(SELECTED TEXT):

• • • • •

Math_Term1_Band	mean_Math_Term1
A	95.58
B	84.56
C	74.09
D	63.80
F	54.88

Means for Multiple-variables

To extend our understanding, let’s calculate the mean across multiple columns.

# Calculate means for Math_Term1, Math_Term2, History_Term1, and History_Term2
mean_multiple_columns <- student_data %>% 
  group_by(Gender) %>%
  summarise(across(c(Math_Term1, Math_Term2, History_Term1, History_Term2), mean))  # The 'across()' function is used to apply the same function across multiple columns. Here, the columns are Math_Term1, Math_Term2, History_Term1, and History_Term2. The 'mean()' function is applied to each of these columns to calculate their average

kable(mean_multiple_columns, format = "html", booktabs = TRUE, 
      digits = 2, escape = F, row.names = FALSE) %>%
  kable_styling() # Display the result

Gender	Math_Term1	Math_Term2	History_Term1	History_Term2
Female	75.24	73.69	74.62	75.34
Male	77.05	74.19	77.38	76.00

Median

The median is the value that separates the higher half from the lower half of a data sample. For a data set, it may be thought of as the “middle” value.

Median for Single-variable

Let’s start by finding the median for the Math_Term1 scores.

# Calculate median for Math_Term1
median_math_term1 <- student_data %>% 
  group_by(Math_Term1_Band) %>%
  summarise(median_Math_Term1 = median(Math_Term1))  # Using 'summarise' to calculate the median of Math_Term1

kable(median_math_term1, format = "html", booktabs = TRUE, 
      digits = 2, escape = F, row.names = FALSE) %>%
  kable_styling() # Display the result

Math_Term1_Band	median_Math_Term1
A	95.0
B	85.0
C	73.0
D	63.5
F	56.0

Medians for Multiple-variables

Now, let’s find the median for multiple columns.

# Calculate medians for Math_Term1, Math_Term2, History_Term1, and History_Term2
median_multiple_columns <- student_data %>% 
  group_by(Gender) %>%
  summarise(across(c(Math_Term1, Math_Term2, History_Term1, History_Term2), median))  # Apply 'median()' to multiple columns

kable(median_multiple_columns, format = "html", booktabs = TRUE, 
      digits = 2, escape = F, row.names = FALSE) %>%
  kable_styling() # Display the result

Gender	Math_Term1	Math_Term2	History_Term1	History_Term2
Female	73	72	74	73
Male	80	73	80	76

Mode

The mode is the most commonly occurring value in a dataset. Unlike mean and median, a dataset can have more than one mode.

Mode for Single-variable

We start by finding the mode for Math_Term1.

# Calculate mode for Math_Term1
# install.packages("modeest") If you have not installed the package, please do so
library(modeest)

mode_math_term1 <- student_data %>% 
  group_by(Math_Term1_Band) %>%
  summarise(mode_math_term1_by_band = mfv(Math_Term1))

## Warning: Returning more (or less) than 1 row per `summarise()` group was deprecated in
## dplyr 1.1.0.

• • • • •

(STATED GOAL):
Answer these questions from the tutorial on means, medians and modes:
1. What mean History_Term1 score is reported for the Male group?
2. What median Math_Term1 value is shown for band D?
3. Which package is loaded before the mode of Math_Term1 is calculated?
The rows that come after this tutorial have no role in this exercise.

• • • • •

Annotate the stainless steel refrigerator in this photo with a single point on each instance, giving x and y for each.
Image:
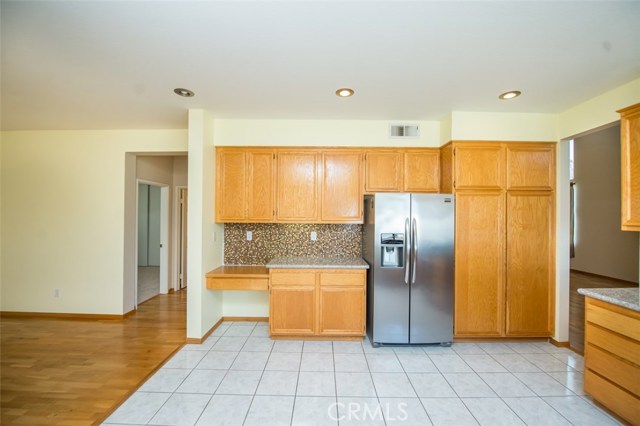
(408, 242)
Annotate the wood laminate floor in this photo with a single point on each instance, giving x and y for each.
(76, 372)
(576, 302)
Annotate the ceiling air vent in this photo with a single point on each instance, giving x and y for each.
(404, 131)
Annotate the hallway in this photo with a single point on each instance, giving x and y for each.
(76, 371)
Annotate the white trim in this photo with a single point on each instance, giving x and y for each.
(175, 249)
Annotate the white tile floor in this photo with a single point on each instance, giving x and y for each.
(239, 376)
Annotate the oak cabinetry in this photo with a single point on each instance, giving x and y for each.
(479, 264)
(317, 302)
(342, 301)
(383, 171)
(402, 170)
(421, 171)
(530, 259)
(612, 358)
(341, 199)
(297, 187)
(505, 246)
(292, 303)
(630, 167)
(244, 185)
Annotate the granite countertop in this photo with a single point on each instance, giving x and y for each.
(317, 262)
(625, 297)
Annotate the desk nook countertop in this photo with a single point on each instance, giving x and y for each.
(317, 262)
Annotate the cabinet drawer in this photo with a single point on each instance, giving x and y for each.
(625, 348)
(237, 283)
(293, 278)
(613, 368)
(617, 400)
(342, 279)
(614, 321)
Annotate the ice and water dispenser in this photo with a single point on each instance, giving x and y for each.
(392, 246)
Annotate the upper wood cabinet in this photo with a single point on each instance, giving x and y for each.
(478, 166)
(421, 171)
(530, 166)
(446, 169)
(630, 167)
(298, 186)
(244, 185)
(402, 170)
(505, 237)
(383, 171)
(341, 199)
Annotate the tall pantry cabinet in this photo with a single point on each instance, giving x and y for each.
(505, 246)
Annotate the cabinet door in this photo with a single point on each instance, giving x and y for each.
(231, 172)
(298, 186)
(292, 310)
(630, 156)
(531, 166)
(446, 169)
(479, 166)
(422, 171)
(479, 264)
(341, 187)
(383, 171)
(530, 260)
(261, 186)
(342, 310)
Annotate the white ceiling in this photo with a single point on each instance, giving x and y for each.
(114, 64)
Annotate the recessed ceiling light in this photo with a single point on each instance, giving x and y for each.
(510, 94)
(185, 93)
(345, 92)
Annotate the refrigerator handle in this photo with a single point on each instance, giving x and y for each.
(414, 256)
(407, 250)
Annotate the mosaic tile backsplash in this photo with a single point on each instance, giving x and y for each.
(277, 239)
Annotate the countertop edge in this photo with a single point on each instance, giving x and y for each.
(615, 296)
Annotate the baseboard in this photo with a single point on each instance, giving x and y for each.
(197, 341)
(498, 339)
(55, 315)
(248, 319)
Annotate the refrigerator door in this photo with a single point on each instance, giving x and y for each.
(390, 291)
(431, 310)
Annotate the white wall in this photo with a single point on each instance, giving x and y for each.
(493, 126)
(204, 307)
(601, 247)
(63, 216)
(320, 133)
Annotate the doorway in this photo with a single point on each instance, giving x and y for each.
(152, 226)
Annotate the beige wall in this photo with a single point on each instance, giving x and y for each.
(63, 216)
(601, 247)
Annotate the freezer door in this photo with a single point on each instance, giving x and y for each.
(390, 291)
(431, 306)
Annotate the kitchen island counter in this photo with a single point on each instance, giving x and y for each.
(317, 262)
(623, 297)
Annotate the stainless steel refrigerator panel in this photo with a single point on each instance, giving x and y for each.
(432, 276)
(391, 292)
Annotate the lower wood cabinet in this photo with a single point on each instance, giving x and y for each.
(317, 302)
(612, 358)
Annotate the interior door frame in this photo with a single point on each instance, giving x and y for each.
(164, 234)
(175, 280)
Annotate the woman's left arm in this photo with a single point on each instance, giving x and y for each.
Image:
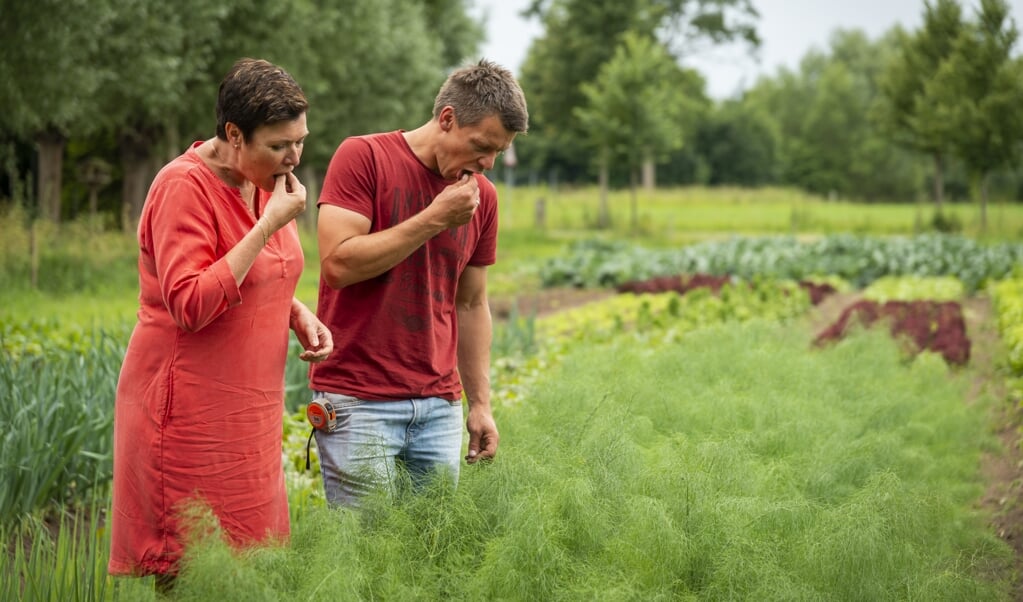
(313, 335)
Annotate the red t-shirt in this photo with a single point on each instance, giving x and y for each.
(396, 335)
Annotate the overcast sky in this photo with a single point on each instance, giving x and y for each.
(788, 30)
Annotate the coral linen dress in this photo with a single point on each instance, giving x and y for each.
(199, 398)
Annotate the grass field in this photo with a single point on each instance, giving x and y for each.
(647, 454)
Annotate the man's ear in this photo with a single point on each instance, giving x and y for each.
(446, 119)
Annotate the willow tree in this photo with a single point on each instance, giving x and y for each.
(47, 53)
(978, 91)
(631, 113)
(580, 36)
(904, 108)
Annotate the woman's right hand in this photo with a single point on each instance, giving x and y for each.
(286, 202)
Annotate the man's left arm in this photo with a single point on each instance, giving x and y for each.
(475, 333)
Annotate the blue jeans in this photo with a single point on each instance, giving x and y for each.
(376, 443)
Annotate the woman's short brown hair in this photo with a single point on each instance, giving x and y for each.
(256, 92)
(483, 89)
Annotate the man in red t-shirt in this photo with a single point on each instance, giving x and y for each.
(407, 227)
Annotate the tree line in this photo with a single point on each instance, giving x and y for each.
(932, 113)
(106, 91)
(100, 93)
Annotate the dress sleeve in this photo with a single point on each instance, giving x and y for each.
(195, 284)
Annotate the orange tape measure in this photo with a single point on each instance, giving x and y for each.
(321, 415)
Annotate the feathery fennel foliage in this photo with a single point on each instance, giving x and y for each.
(734, 464)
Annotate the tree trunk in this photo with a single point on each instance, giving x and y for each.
(984, 180)
(633, 202)
(50, 145)
(649, 174)
(136, 164)
(604, 213)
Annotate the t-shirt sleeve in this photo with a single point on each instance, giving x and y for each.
(486, 249)
(181, 234)
(351, 178)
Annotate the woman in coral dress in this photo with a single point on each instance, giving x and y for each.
(199, 397)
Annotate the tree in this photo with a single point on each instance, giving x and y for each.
(580, 36)
(630, 115)
(154, 53)
(827, 139)
(903, 108)
(47, 49)
(978, 91)
(739, 143)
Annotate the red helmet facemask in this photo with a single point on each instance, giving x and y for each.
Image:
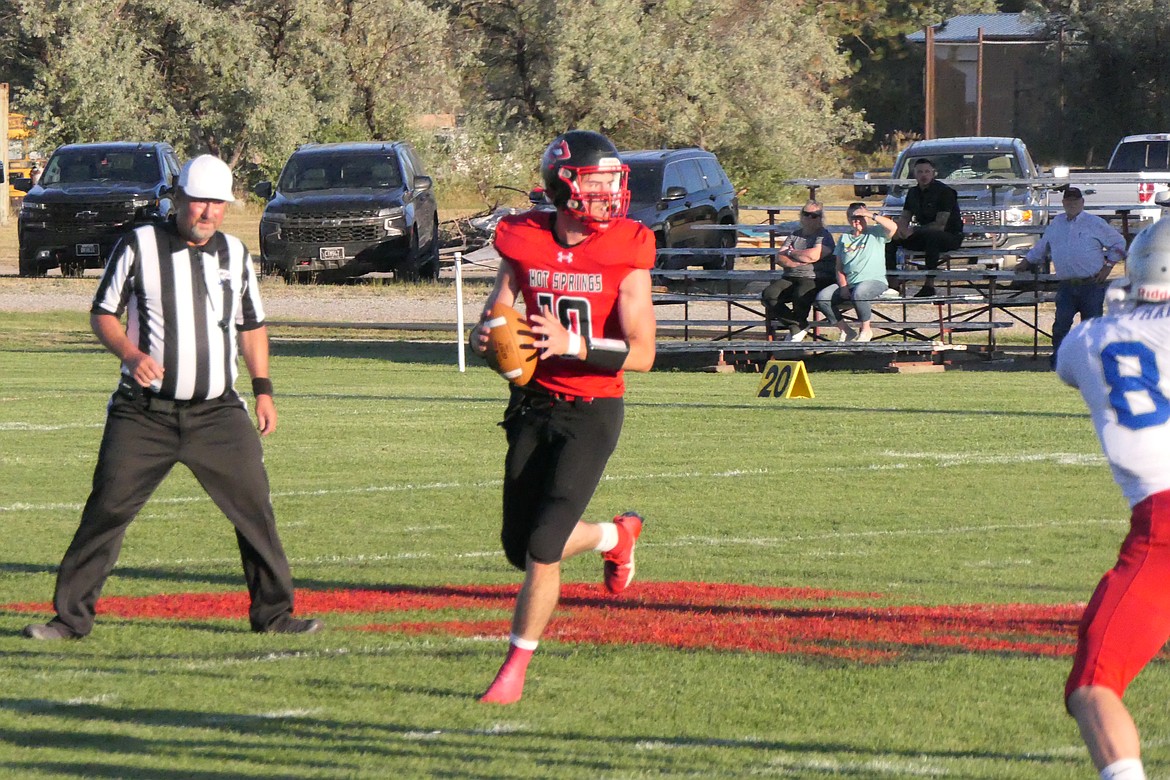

• • • • •

(RESULT OF THIS EXERCISE):
1. 77.38
2. 63.5
3. modeest